* **AUSGEWÄHLTER AUSZUG**:
= = = = = = =
Priester werden – trotz allem

Kirche: Andreas Süß ist Düsseldorfs jüngster Kaplan. Seit September ist er im Einsatz – ein Start in schwierigen Zeiten.

Düsseldorf. "Ich mache hier keine Werbung für Persil, sondern für dich. Also hilf’ mir, die richtigen Worte zu finden." Wenn Andreas Süß in seiner Gemeinde in Garath unterwegs ist, dann schickt er immer mal wieder ein Stoßgebet gen’ Himmel und bittet um Unterstützung. Der 34-Jährige ist Düsseldorfs jüngster Kaplan. Mit seinem Start ins Berufsleben ist er in eine der schwersten Krisen der katholischen Kirche geraten.
= = = = = = =
* **BEREITGESTELLTES MATERIAL**:
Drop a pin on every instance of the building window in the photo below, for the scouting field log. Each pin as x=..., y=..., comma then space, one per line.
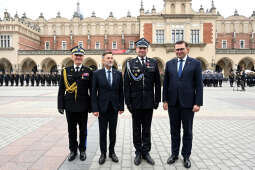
x=177, y=35
x=242, y=43
x=224, y=44
x=97, y=46
x=195, y=37
x=160, y=36
x=80, y=44
x=47, y=45
x=63, y=45
x=114, y=45
x=5, y=41
x=131, y=45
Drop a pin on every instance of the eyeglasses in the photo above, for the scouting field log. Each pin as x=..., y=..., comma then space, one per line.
x=179, y=49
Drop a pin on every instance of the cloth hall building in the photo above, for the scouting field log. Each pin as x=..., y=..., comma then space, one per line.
x=221, y=44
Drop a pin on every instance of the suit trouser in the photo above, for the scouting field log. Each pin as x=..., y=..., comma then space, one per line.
x=141, y=119
x=178, y=116
x=73, y=119
x=109, y=117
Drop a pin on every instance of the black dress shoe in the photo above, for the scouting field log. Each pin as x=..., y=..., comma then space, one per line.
x=148, y=158
x=187, y=163
x=83, y=156
x=114, y=157
x=138, y=159
x=72, y=156
x=172, y=159
x=102, y=159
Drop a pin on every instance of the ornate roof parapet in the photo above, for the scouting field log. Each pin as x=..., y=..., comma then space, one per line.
x=213, y=8
x=129, y=14
x=7, y=16
x=141, y=8
x=201, y=10
x=111, y=15
x=58, y=15
x=153, y=10
x=93, y=14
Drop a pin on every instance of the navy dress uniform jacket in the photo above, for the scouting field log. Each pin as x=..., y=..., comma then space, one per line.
x=103, y=93
x=145, y=93
x=66, y=100
x=188, y=88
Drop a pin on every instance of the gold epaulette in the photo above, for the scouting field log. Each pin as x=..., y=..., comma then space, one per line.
x=72, y=88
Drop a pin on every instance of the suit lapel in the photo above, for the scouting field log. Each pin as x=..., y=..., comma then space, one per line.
x=105, y=78
x=113, y=77
x=139, y=64
x=175, y=66
x=187, y=63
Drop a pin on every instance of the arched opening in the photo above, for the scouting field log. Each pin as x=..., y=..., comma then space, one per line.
x=5, y=65
x=160, y=65
x=246, y=64
x=28, y=65
x=225, y=66
x=124, y=64
x=172, y=8
x=88, y=62
x=48, y=65
x=204, y=63
x=115, y=65
x=183, y=10
x=67, y=62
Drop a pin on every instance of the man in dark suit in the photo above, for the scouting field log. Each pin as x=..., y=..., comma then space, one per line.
x=74, y=97
x=1, y=78
x=182, y=96
x=142, y=89
x=107, y=103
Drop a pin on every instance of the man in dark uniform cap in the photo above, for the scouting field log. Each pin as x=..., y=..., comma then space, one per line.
x=74, y=97
x=12, y=78
x=1, y=78
x=27, y=78
x=142, y=89
x=7, y=79
x=21, y=79
x=16, y=79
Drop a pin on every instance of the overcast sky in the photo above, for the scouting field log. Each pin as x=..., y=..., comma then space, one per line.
x=49, y=8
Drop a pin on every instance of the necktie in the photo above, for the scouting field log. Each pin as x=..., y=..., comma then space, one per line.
x=77, y=69
x=180, y=68
x=143, y=62
x=109, y=77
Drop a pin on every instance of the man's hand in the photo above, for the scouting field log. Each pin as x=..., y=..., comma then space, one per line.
x=155, y=105
x=96, y=114
x=165, y=106
x=61, y=111
x=196, y=108
x=120, y=112
x=129, y=108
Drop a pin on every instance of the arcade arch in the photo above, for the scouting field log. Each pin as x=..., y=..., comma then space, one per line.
x=5, y=65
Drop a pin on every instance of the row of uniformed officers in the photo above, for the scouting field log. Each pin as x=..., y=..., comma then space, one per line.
x=103, y=92
x=32, y=79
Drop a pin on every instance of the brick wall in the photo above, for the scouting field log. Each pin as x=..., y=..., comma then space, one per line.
x=236, y=43
x=208, y=33
x=28, y=44
x=147, y=32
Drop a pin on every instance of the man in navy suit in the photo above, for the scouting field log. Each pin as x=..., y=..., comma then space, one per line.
x=107, y=103
x=182, y=96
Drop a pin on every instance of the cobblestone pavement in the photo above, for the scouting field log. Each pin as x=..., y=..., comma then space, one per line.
x=33, y=135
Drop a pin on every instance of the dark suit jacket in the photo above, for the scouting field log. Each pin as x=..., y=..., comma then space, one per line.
x=188, y=88
x=103, y=93
x=66, y=100
x=143, y=94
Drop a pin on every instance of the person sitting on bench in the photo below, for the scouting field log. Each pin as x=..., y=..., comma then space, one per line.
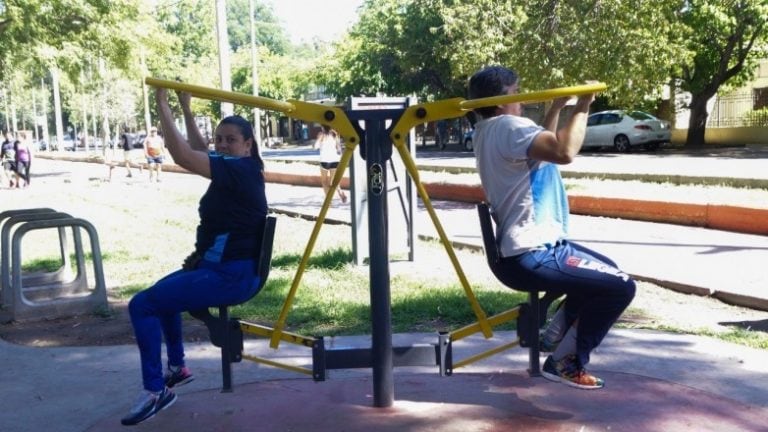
x=222, y=270
x=518, y=165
= = = = = = =
* **GESTELLTE AUFGABE 1**:
Beantworte zum Artikel über den jungen Kaplan diese Fragen:
(a) Wie alt ist Andreas Süß?
(b) Seit wann ist er im Einsatz?
(c) Wo liegt seine Gemeinde?
* **GESTELLTE AUFGABE 2**:
Fasse bitte den Artikel über den jungen Kaplan in zwei Sätzen zusammen.
* **GESTELLTE AUFGABE 3**:
Führe den Artikel über den jungen Kaplan im Anschluss an seinen letzten Satz fort.

* **ERGEBNIS 1**:
(a) Er ist 34 Jahre alt.
(b) Seit September.
(c) In Garath.

* **ERGEBNIS 2**:
Andreas Süß ist mit 34 Jahren Düsseldorfs jüngster Kaplan und seit September im Einsatz. Sein Berufsstart fällt in eine der schwersten Krisen der katholischen Kirche, und wenn er in seiner Gemeinde in Garath unterwegs ist, bittet er immer wieder mit einem Stoßgebet um Unterstützung.

* **ERGEBNIS 3**:
Ursprünglich hatte Andreas Süß einen anderen Weg eingeschlagen. In Köln hat er Betriebswirtschaft studiert, Praktika bei Banken und Wirtschaftsprüfern gemacht. "Dann habe ich erkannt, dass dies nicht das Richtige für mich ist." Messdiener war er lange und hat ein christliches Gymnasium besucht. Aber gleich Pfarrer werden? "Ich habe mich an meinen Zivildienst beim Roten Kreuz erinnert. Das war eine bewegende Zeit für mich. Zu sehen, dass sich ein Leben in nur einer Sekunde drastisch ändern kann, zum Beispiel durch einen Unfall."

Da habe er erkannt, dass es Wichtigeres gibt als die Welt von Banken und Geld. Sein ganzes Leben will er lieber der Unterstützung anderer widmen. Wirklich gewundert habe sein Kurswechsel zu Hause in Monheim niemanden. Schon auf dem Gymnasium hieß es "Der Andreas wird bestimmt mal Pfarrer".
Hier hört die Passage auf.